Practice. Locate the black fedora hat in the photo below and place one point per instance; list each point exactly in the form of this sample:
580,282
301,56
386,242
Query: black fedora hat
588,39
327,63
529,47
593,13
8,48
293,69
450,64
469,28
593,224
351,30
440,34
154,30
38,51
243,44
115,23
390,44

★ ★ ★ ★ ★ ★ ★

• **What the task requires**
Copy every row above back out unchanged, line for line.

• **The result**
Practice. Locate the black fedora hat in the photo below and place one point per instance; list each point exactly in the form of this sample:
580,282
301,56
386,242
Query: black fedora hat
588,39
327,63
529,47
593,13
8,48
293,69
450,64
469,28
593,224
351,30
440,34
154,30
38,51
243,44
115,23
390,44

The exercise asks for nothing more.